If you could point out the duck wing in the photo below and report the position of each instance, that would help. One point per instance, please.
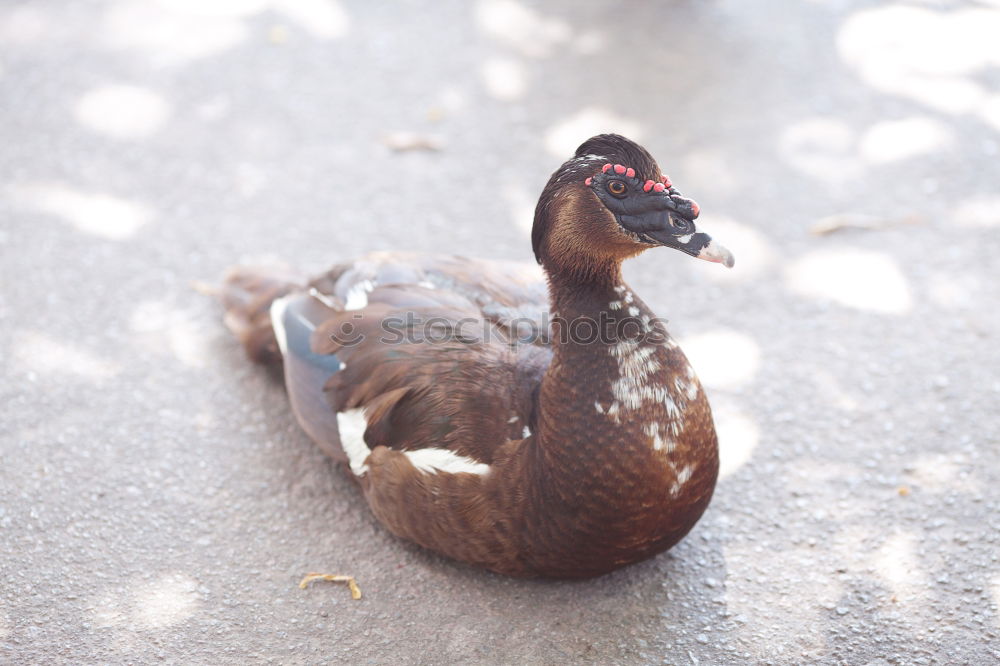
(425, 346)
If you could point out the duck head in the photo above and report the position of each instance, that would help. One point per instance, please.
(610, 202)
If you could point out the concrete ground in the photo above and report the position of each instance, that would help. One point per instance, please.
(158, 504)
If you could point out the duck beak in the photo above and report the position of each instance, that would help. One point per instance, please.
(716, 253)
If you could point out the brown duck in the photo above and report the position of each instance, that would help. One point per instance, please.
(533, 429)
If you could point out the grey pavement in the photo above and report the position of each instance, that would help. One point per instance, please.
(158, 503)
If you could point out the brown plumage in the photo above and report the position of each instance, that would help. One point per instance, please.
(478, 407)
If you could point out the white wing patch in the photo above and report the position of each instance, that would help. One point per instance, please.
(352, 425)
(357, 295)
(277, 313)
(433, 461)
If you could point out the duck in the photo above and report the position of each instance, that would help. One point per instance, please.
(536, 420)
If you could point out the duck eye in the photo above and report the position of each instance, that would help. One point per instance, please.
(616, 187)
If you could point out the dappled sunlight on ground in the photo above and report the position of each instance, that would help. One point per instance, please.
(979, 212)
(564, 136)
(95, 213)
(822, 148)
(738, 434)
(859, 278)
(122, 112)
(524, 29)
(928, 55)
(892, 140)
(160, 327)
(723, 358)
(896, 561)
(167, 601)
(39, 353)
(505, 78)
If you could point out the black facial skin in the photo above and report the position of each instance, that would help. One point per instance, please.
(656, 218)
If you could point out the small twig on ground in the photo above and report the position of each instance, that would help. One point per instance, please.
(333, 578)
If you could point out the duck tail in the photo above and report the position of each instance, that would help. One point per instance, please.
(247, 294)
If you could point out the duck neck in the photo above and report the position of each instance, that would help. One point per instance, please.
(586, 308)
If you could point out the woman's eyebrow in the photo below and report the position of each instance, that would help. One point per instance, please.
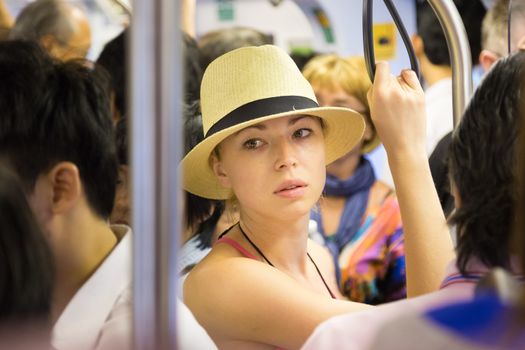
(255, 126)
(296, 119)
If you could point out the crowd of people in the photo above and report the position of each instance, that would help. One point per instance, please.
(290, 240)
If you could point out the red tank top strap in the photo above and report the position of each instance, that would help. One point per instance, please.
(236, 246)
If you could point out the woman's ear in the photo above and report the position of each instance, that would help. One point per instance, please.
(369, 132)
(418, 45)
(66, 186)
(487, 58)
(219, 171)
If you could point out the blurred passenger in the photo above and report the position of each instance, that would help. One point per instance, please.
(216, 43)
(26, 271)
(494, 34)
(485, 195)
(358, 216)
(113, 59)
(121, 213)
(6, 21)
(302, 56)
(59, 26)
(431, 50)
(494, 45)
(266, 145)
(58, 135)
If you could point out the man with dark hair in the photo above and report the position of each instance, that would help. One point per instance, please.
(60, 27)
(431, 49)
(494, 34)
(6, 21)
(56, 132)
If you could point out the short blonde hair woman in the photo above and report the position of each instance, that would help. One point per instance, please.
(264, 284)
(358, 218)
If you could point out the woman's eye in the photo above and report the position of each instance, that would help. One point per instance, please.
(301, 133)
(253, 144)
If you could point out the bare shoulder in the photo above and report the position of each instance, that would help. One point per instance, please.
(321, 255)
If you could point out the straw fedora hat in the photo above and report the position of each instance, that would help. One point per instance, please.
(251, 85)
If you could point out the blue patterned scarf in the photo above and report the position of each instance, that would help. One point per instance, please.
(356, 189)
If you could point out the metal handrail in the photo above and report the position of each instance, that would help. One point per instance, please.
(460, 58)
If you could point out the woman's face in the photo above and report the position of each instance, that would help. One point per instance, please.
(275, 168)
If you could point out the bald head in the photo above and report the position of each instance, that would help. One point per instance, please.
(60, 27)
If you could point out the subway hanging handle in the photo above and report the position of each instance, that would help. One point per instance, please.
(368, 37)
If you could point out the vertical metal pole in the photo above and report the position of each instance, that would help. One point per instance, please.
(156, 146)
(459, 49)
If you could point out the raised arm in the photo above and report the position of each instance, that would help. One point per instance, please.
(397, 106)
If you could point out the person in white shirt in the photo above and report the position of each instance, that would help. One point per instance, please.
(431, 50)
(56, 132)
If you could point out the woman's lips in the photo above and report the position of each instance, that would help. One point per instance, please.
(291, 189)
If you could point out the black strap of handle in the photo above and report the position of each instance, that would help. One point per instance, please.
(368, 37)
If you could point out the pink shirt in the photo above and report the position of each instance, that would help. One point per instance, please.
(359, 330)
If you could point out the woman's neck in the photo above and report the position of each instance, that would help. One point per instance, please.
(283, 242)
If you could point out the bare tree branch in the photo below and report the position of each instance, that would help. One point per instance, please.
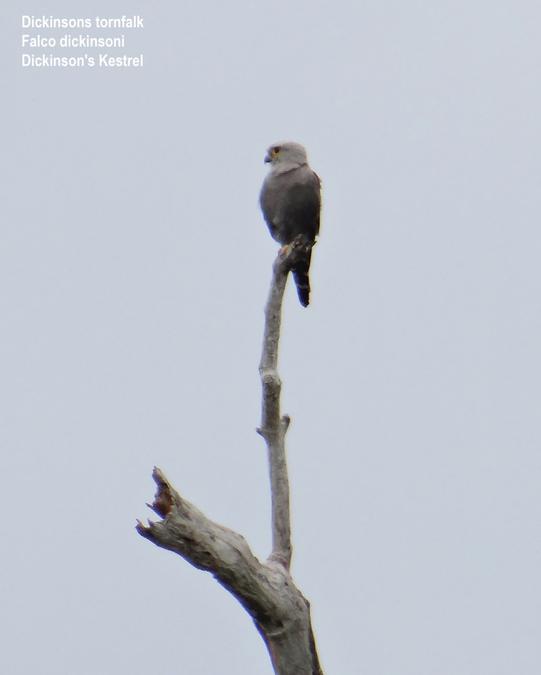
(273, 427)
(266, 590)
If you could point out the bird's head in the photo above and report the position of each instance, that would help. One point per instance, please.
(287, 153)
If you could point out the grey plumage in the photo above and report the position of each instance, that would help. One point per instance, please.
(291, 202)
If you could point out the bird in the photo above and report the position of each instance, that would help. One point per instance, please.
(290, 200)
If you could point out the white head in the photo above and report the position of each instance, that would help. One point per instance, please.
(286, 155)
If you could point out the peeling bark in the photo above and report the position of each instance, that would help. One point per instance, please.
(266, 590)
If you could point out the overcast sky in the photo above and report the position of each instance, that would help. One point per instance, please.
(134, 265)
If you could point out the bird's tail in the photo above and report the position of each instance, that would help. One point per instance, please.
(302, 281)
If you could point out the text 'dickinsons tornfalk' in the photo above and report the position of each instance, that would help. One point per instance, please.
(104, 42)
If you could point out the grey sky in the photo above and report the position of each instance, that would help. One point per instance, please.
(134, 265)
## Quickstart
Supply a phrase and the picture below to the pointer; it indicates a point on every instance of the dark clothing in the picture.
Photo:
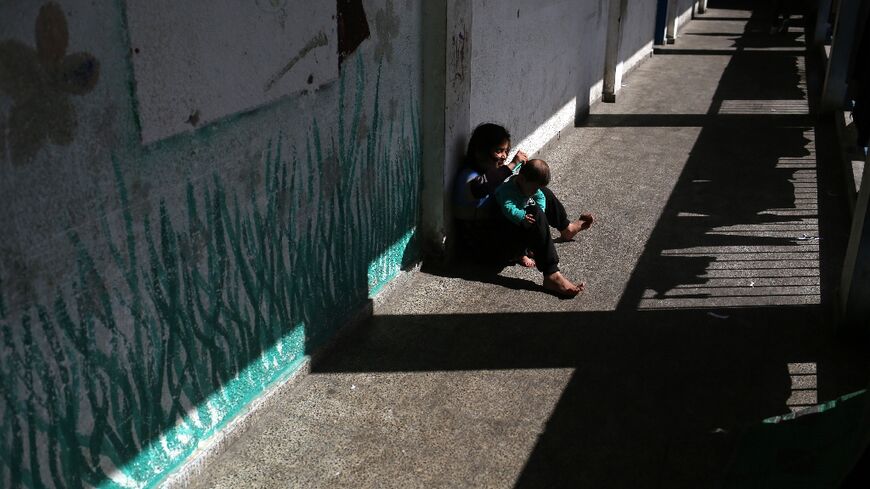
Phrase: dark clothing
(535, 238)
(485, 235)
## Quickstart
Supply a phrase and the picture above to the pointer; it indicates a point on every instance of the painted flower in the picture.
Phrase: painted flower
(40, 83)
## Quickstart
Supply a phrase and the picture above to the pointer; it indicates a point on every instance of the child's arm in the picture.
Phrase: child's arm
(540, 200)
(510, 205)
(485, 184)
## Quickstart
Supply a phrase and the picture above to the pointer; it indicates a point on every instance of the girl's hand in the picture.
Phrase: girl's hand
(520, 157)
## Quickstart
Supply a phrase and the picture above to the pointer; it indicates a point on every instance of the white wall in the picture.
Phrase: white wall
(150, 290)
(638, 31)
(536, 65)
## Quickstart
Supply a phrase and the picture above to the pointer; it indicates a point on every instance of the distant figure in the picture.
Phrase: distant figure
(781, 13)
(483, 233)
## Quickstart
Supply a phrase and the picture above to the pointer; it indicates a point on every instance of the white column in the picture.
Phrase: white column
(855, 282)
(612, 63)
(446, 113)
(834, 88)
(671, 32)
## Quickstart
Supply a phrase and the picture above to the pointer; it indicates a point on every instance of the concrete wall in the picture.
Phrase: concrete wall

───

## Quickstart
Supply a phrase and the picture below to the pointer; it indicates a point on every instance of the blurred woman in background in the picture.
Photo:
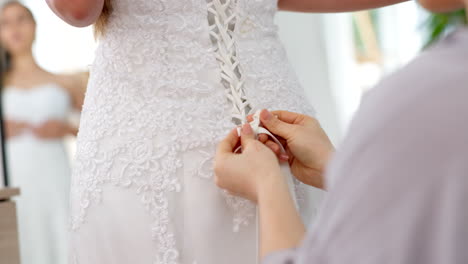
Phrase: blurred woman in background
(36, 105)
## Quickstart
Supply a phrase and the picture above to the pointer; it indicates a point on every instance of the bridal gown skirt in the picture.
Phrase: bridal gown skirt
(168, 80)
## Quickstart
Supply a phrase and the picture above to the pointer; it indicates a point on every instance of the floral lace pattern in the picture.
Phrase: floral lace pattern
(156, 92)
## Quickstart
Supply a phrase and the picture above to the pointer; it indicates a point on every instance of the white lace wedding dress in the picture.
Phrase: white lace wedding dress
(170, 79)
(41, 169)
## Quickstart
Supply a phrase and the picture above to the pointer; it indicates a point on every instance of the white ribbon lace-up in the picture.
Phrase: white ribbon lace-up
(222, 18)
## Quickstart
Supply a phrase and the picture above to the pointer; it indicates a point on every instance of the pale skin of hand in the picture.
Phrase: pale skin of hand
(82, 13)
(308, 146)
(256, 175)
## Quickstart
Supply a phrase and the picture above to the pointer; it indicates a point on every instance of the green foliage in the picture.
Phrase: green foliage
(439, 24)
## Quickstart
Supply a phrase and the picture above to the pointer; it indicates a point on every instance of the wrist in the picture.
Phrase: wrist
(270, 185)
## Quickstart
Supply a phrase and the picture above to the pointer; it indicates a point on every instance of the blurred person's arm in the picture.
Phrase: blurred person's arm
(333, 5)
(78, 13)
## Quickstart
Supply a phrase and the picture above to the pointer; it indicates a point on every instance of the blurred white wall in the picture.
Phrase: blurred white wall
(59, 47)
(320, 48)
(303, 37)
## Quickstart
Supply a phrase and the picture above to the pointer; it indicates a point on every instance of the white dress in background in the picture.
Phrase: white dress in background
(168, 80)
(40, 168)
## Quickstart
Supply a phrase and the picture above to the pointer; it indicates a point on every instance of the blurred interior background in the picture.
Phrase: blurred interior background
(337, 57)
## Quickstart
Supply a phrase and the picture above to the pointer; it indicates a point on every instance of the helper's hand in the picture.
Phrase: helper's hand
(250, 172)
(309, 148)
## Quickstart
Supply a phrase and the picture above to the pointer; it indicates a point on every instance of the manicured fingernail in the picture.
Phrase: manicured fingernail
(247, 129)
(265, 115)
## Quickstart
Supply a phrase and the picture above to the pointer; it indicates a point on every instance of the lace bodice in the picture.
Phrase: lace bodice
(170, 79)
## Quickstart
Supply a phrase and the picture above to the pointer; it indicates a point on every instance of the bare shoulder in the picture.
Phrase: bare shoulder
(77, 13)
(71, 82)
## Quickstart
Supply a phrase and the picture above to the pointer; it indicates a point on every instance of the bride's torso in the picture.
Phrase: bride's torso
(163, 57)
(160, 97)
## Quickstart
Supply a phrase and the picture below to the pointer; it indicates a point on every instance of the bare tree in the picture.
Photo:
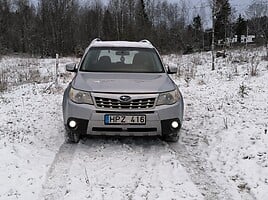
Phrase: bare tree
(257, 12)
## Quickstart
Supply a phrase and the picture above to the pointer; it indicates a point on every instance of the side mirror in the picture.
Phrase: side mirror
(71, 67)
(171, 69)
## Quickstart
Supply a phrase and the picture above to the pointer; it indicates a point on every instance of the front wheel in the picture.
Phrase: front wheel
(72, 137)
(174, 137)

───

TASK TO COMPLETE ::
Copy out the lines above exactly, beginning at the one that contains "Phrase: floral lace pattern" and ending at the one that contains "foliage in the picture.".

RESULT FOR THIS EXERCISE ::
Phrase: floral lace pattern
(156, 92)
## Quickstart
Supply a phrase and the picture above to the pointer; it indicates a point on every instance of the white lace wedding dress in the picture.
Phrase: white lace wedding dress
(170, 79)
(41, 169)
## Quickstart
Supply a phrase and the picture above to the pointer; it indicates a point on every instance of the white ribbon lace-up in the picture.
Phrase: white ribbon lace-up
(222, 18)
## Quickstart
Supply a phrase and the picture above to the pointer; it indicates a point on every instance of the pale skin of hand in the picture.
Phrase: pale skin of hand
(82, 13)
(308, 146)
(256, 175)
## Quickstart
Supply a phrase and the picture above to the pointer; it indicates a point on every instance of the green foliage in the picture.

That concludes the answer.